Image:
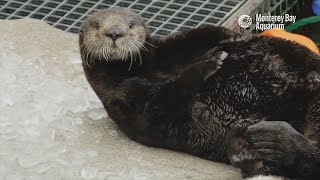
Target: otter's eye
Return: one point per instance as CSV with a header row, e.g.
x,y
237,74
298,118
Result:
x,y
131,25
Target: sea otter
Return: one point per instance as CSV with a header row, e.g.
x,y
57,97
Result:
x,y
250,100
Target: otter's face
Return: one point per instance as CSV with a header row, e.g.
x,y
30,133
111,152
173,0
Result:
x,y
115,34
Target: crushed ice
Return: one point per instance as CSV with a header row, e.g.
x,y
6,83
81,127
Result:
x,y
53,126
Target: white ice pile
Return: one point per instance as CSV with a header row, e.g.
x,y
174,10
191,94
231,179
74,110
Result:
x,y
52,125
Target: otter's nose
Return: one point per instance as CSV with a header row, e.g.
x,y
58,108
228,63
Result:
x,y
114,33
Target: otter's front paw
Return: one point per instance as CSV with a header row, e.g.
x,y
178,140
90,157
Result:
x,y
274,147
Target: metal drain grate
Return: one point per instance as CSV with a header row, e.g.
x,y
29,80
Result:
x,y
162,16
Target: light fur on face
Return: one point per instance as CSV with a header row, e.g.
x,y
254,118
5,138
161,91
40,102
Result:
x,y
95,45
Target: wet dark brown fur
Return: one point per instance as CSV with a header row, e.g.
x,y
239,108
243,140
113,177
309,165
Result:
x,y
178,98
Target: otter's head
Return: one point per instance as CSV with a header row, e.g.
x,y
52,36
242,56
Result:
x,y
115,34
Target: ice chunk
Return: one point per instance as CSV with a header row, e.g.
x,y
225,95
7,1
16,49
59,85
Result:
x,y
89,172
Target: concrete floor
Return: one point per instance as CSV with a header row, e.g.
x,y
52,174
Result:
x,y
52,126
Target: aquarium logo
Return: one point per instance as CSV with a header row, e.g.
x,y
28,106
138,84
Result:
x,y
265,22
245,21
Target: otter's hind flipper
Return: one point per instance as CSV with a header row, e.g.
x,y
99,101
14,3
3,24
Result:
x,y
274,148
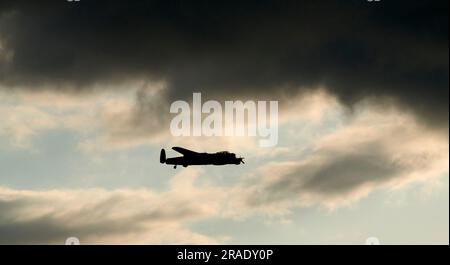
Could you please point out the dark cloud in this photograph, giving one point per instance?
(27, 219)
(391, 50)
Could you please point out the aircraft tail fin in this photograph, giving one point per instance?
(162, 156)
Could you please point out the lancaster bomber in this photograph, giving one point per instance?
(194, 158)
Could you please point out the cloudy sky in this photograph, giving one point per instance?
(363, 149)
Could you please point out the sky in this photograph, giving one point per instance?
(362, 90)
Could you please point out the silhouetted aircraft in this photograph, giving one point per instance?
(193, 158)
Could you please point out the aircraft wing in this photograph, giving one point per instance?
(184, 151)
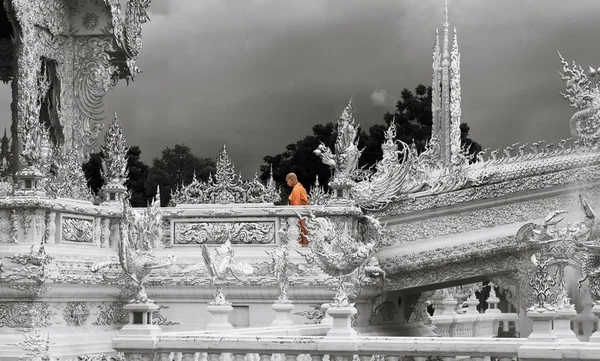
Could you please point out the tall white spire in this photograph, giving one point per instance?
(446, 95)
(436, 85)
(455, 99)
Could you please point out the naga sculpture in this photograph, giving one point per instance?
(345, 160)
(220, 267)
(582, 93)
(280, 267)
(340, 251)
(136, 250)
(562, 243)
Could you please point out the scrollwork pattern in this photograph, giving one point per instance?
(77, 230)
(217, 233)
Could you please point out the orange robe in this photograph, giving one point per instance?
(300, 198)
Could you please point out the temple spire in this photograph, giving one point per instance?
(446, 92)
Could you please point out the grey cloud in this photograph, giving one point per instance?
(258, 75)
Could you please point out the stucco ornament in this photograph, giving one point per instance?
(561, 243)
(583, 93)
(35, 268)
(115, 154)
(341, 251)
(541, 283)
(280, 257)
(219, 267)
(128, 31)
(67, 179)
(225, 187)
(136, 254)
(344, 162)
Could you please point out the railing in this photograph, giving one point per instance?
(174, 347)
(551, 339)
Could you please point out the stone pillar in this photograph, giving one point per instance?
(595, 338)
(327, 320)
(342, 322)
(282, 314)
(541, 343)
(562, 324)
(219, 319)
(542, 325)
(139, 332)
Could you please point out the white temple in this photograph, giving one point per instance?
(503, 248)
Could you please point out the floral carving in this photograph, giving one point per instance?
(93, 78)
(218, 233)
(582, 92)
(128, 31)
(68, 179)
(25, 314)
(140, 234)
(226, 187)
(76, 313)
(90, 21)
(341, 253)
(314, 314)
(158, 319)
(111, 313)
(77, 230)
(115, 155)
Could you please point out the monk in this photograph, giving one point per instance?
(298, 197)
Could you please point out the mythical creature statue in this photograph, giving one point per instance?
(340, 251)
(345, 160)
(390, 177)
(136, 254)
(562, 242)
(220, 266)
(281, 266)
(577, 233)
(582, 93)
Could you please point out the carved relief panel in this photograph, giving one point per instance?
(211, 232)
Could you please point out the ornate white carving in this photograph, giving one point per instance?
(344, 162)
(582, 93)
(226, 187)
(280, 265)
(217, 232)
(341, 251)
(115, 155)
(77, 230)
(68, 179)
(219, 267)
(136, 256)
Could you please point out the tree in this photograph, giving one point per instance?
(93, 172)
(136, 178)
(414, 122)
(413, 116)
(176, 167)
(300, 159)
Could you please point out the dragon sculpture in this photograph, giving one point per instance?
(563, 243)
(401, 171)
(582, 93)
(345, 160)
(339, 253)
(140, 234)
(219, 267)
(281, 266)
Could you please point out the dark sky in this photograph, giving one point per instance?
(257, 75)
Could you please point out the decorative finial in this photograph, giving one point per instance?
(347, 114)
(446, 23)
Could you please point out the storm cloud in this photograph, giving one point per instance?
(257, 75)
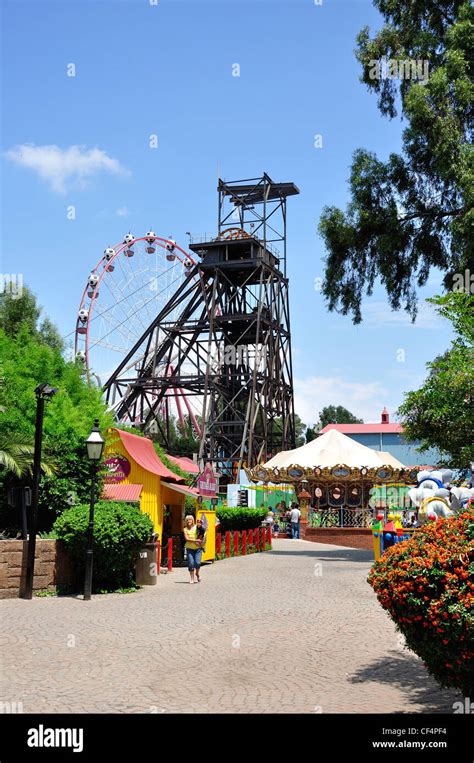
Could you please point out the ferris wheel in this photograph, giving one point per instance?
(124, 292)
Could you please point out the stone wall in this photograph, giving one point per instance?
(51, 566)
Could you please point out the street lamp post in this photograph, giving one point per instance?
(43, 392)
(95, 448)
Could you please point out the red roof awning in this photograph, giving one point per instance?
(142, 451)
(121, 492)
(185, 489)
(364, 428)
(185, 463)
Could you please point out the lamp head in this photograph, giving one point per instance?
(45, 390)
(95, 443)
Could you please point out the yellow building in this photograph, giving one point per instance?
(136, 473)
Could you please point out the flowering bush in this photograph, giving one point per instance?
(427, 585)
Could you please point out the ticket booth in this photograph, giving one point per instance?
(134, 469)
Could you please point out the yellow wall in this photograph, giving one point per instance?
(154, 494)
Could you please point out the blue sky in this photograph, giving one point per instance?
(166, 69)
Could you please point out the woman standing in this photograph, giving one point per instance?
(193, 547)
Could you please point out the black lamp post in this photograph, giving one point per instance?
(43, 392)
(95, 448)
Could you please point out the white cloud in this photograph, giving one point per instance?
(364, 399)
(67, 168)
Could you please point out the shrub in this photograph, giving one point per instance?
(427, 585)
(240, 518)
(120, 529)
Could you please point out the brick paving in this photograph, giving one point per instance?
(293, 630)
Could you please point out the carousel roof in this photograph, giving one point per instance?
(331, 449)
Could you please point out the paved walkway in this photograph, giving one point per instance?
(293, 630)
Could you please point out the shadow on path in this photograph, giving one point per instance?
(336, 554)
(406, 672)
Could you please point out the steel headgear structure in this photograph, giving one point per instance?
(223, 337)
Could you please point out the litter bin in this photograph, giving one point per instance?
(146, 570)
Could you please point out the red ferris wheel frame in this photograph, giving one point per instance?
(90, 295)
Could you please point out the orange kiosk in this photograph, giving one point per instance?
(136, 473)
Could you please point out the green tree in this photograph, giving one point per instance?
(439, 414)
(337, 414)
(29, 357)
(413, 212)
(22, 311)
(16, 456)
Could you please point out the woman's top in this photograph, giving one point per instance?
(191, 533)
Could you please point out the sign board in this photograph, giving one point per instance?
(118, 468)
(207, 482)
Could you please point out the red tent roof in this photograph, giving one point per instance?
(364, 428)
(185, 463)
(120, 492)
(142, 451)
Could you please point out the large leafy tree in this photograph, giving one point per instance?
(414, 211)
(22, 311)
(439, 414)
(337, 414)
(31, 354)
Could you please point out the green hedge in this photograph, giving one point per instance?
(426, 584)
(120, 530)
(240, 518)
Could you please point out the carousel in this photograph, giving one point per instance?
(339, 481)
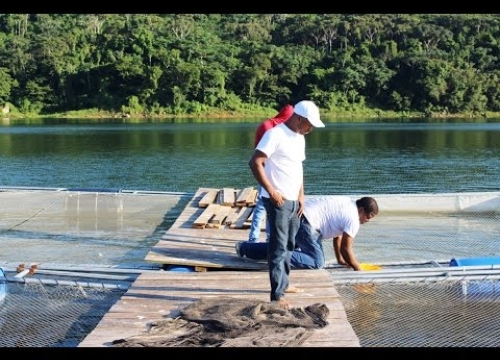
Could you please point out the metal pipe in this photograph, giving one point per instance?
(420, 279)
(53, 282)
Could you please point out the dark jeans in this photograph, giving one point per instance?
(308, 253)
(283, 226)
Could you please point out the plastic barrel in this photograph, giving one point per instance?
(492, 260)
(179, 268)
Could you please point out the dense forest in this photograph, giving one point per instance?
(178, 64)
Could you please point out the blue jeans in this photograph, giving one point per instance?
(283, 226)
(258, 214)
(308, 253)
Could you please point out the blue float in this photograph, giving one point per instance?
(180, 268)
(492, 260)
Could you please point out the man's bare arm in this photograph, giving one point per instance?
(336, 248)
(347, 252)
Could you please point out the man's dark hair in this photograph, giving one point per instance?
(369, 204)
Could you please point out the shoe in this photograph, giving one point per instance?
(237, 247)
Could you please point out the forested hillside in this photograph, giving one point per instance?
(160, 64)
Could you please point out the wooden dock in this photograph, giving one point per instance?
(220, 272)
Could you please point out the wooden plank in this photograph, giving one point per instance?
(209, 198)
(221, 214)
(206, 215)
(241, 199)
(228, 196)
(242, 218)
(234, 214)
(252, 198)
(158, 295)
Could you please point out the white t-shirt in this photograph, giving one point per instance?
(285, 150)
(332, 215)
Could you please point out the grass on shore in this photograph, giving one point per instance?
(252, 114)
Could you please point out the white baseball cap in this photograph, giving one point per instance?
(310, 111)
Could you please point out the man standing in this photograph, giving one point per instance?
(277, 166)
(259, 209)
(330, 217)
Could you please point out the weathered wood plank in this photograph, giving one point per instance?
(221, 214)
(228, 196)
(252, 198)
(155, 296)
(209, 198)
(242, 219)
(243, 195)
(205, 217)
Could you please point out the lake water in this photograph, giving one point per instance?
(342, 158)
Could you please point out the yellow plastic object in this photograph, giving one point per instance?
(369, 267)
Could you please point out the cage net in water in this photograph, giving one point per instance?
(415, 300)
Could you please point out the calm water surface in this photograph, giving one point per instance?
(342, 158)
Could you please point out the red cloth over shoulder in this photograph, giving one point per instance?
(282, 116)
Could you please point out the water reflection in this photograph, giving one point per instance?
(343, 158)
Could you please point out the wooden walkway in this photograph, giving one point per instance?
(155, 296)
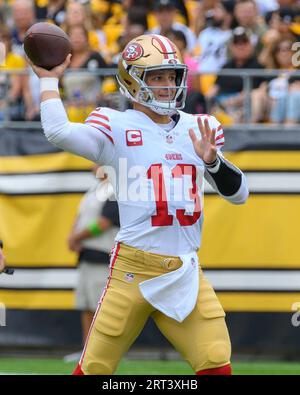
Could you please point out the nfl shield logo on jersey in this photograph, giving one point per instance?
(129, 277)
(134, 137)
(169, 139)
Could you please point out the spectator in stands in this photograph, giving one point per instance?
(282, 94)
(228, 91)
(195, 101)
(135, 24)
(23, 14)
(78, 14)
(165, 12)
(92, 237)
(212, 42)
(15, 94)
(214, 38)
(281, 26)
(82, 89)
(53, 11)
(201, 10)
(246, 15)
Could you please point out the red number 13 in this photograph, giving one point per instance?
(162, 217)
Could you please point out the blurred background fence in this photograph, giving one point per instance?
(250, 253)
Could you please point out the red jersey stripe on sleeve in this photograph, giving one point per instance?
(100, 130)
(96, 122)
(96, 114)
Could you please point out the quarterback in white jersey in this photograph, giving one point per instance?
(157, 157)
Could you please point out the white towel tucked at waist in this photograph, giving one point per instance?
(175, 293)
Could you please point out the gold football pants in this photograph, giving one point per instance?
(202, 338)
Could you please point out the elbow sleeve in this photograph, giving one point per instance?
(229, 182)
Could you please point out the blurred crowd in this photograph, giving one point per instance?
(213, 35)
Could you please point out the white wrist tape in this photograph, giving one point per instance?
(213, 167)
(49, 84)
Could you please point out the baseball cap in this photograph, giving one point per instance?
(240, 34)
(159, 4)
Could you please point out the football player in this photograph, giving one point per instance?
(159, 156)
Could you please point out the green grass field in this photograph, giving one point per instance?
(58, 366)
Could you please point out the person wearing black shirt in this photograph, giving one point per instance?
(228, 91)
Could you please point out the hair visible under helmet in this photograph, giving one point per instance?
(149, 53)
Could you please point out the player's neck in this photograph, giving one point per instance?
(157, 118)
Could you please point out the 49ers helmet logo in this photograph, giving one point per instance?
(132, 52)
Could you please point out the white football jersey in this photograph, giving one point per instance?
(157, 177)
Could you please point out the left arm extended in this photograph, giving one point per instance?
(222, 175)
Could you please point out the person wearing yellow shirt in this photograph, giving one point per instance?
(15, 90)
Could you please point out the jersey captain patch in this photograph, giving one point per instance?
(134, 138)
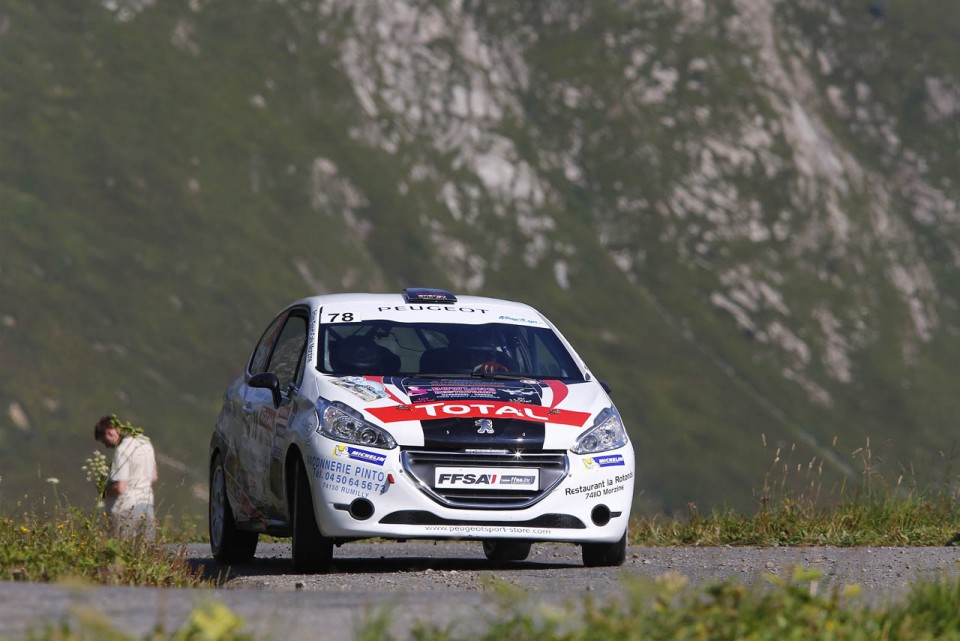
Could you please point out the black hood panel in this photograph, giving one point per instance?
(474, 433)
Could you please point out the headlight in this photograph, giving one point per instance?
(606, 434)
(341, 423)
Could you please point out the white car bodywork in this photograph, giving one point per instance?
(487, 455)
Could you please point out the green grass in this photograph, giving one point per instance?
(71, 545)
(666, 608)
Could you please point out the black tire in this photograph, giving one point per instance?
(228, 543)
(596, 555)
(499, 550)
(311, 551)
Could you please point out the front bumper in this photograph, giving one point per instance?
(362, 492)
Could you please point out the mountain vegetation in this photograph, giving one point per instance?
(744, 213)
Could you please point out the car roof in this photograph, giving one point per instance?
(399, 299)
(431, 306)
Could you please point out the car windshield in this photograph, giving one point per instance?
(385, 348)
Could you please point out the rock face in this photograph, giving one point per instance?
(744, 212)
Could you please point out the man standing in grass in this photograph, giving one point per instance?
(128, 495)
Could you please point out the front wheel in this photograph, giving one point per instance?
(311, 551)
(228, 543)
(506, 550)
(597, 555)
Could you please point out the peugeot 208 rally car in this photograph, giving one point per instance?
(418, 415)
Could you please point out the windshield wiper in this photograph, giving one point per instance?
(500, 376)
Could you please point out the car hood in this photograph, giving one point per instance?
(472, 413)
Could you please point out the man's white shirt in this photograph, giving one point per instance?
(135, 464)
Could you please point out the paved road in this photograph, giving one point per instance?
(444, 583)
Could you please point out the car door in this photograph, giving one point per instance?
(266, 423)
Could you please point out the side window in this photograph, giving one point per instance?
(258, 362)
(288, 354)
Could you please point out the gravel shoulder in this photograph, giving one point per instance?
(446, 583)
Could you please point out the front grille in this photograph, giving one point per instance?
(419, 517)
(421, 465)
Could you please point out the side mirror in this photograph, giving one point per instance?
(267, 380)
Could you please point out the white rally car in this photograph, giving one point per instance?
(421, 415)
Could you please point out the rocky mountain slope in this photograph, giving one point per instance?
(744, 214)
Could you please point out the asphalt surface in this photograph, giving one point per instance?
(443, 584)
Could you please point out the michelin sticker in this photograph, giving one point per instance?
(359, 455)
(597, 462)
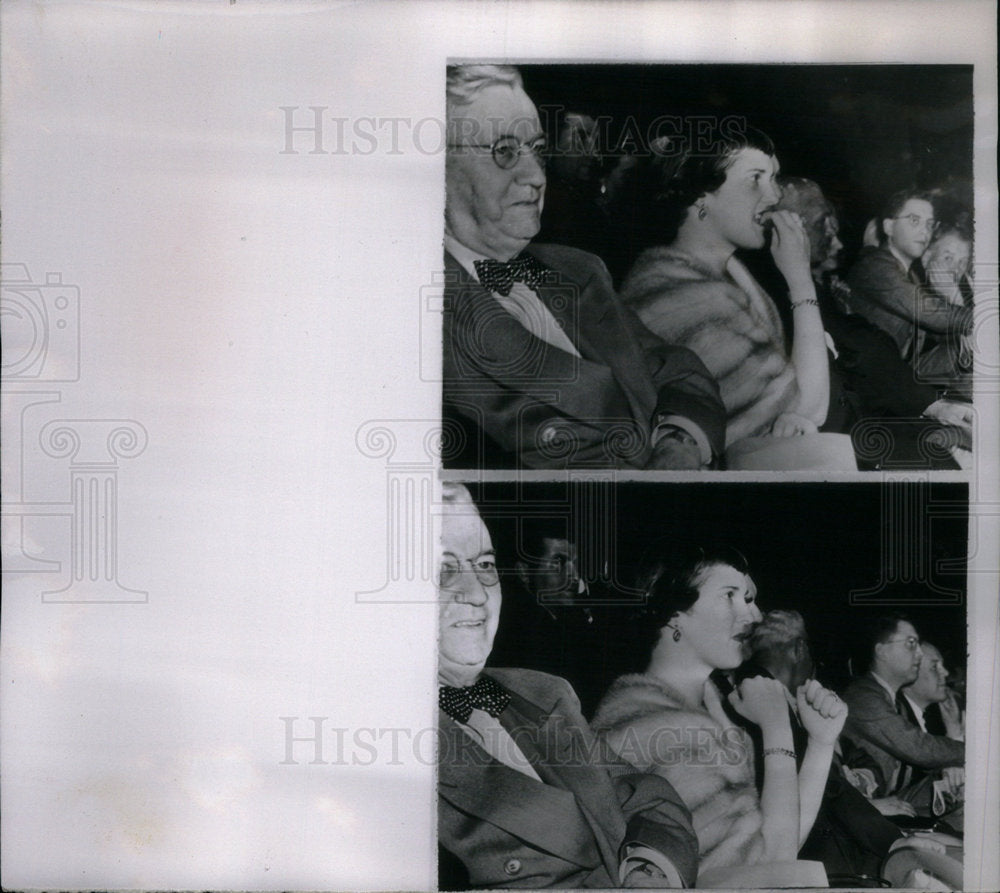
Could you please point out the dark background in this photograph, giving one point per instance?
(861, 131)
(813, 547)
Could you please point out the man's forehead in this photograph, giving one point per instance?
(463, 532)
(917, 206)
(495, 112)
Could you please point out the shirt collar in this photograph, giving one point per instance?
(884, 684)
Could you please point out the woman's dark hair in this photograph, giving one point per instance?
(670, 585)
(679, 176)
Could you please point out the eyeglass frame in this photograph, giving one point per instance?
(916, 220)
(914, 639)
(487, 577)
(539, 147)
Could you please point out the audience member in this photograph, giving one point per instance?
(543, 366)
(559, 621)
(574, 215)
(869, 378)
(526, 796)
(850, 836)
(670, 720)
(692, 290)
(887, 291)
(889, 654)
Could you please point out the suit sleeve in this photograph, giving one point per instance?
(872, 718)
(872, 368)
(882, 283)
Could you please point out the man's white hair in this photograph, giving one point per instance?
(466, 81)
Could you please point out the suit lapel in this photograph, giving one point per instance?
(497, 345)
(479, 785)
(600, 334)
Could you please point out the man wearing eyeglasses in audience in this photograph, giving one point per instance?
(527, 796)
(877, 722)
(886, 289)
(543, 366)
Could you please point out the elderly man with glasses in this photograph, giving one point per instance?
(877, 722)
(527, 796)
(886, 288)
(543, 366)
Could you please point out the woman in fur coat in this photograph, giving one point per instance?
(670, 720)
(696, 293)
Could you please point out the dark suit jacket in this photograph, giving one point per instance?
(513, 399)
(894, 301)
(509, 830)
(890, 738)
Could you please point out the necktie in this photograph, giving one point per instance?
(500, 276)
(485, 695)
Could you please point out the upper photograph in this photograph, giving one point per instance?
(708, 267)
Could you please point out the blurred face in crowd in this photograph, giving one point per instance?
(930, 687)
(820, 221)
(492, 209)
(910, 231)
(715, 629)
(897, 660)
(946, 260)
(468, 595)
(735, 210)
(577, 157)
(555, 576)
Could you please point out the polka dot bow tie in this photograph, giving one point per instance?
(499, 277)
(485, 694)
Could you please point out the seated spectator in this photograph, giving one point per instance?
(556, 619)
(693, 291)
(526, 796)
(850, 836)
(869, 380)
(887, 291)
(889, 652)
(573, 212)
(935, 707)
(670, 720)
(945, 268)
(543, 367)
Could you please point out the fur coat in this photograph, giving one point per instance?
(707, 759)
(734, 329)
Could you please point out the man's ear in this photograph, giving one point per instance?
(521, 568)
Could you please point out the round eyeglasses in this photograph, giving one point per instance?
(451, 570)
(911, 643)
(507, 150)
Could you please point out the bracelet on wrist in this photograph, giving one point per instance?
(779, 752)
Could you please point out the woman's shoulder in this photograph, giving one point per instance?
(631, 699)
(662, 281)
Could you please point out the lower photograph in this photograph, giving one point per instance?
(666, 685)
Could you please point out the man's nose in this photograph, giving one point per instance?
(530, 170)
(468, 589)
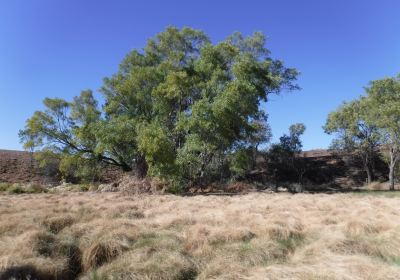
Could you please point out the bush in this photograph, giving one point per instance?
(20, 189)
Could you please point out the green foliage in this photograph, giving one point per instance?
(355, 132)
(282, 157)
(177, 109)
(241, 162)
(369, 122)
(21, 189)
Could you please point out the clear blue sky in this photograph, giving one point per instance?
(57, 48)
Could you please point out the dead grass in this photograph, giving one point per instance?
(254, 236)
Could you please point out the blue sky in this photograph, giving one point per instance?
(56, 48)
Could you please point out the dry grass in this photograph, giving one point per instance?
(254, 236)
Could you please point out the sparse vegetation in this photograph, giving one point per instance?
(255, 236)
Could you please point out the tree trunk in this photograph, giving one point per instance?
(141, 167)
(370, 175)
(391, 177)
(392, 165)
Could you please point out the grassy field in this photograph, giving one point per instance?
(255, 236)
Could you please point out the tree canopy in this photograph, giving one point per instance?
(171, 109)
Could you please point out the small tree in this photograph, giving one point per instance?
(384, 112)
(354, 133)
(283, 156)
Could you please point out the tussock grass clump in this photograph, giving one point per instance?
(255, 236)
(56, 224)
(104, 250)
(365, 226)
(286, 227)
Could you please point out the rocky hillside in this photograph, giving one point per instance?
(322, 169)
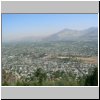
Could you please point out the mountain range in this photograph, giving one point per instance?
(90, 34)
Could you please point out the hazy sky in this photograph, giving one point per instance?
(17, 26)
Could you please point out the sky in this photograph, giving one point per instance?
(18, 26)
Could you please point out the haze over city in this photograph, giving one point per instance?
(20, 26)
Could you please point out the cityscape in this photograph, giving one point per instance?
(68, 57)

::::::::

- _Aim of the exercise_
Look through the lines above and collect those with the word "otter".

- _Your solution_
Target: otter's eye
Target: sea otter
Target: otter's face
Target: otter's nose
Target: otter's front paw
Target: otter's head
Target: otter's hind flipper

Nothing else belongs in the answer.